Problem description
Reproduce all of the data below with the requests included, scaling every x and y coordinate in the answers by 1.75 and rounding to the nearest whole number, with halves rounded up. Leave the pictures out of your reply.

— begin Records for the exercise —

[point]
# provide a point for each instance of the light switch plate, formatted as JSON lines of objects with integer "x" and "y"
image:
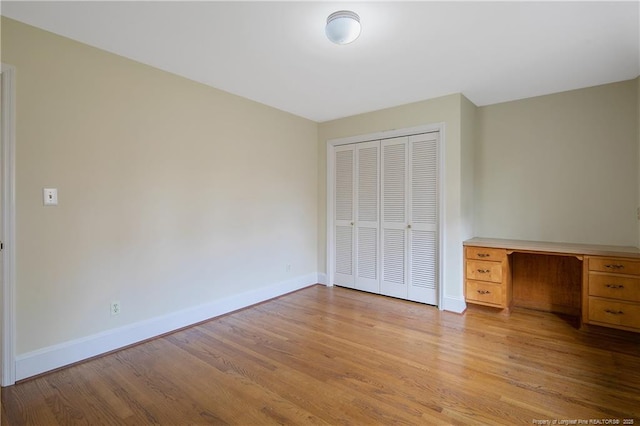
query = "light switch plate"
{"x": 50, "y": 196}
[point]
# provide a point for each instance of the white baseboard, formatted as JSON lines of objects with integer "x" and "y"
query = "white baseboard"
{"x": 60, "y": 355}
{"x": 452, "y": 304}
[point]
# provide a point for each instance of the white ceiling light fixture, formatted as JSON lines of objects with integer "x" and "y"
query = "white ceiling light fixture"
{"x": 343, "y": 27}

— end Records for the exercise —

Output of the exercise
[point]
# provide a point for each instance of the light switch plate, formatted as JSON lines of objects with integer "x" and "y"
image:
query = "light switch plate"
{"x": 88, "y": 343}
[point]
# provide a point for each instance of the white baseboard, formatted as JSON lines of objects with integer "x" and "y"
query = "white baseboard"
{"x": 105, "y": 621}
{"x": 791, "y": 532}
[point]
# provide a point for each instance of the white ceiling light fixture, formatted as JSON lines of objects with integer "x" and "y"
query = "white ceiling light fixture"
{"x": 600, "y": 47}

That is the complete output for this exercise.